**SET PROBLEM:** Switch each "keypoint" in the records below to "marker" and write the records out again with nothing else altered. Leave out the pictures.

**RECORDED DATA:**
— BEGIN —
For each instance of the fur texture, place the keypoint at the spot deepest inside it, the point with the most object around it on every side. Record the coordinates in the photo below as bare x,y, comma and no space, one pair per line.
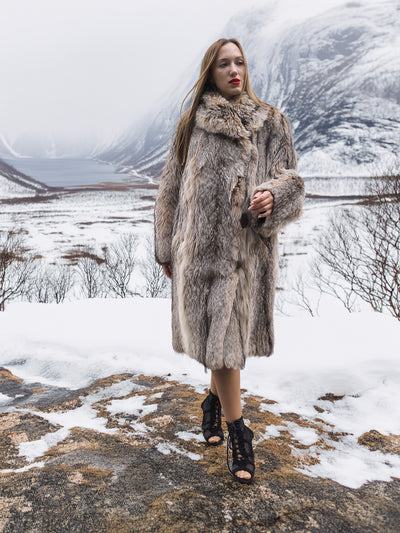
224,259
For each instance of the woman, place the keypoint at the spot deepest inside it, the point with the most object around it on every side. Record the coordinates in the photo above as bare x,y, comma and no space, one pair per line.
228,187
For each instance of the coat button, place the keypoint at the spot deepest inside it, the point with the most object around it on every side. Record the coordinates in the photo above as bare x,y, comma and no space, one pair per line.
244,220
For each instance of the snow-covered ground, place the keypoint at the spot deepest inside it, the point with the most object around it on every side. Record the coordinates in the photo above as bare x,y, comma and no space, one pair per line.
350,355
74,343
— END —
**RESULT BELOW:**
For each instance of the fur texture, place the marker at the spot deepest inside it, the point with the most object around it on every side. Record the coordinates in the photo below as bare x,y, comma and no space, one pair per line.
224,259
For each instance of the woman, place the marker at the spot deepest inside it, the point with the most object around it on every side. Record the coordinates in the photo above as bare x,y, comma and no space, one pair per line.
228,187
For each instance of the coat button, place the marker at the spot deepest inside it, the point with the most object around it on every side. Record the coordinates in the photo above as bare x,y, comma and no space, one pair per line.
244,220
For each instance of the snow-covered ground, place the marker at the spot deepest inside it, the point with the most object around it on every side. Record the coordinates in the photo above as bare x,y, comma and no space, one pair per line.
350,355
74,343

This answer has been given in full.